[Referring expression data]
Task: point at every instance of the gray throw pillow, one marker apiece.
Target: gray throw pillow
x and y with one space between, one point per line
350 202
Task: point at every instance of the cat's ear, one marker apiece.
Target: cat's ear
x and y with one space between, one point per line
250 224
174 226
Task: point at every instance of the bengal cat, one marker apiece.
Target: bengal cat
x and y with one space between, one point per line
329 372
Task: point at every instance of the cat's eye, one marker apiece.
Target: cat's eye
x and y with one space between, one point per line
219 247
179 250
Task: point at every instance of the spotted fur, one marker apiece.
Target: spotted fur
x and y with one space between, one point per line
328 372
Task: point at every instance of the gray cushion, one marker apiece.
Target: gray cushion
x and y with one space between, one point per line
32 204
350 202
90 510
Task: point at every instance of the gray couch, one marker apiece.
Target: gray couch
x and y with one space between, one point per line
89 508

◆ **DESCRIPTION OF THE TASK**:
Return only the number of lines above that include "instance".

◆ **TASK ANSWER**:
7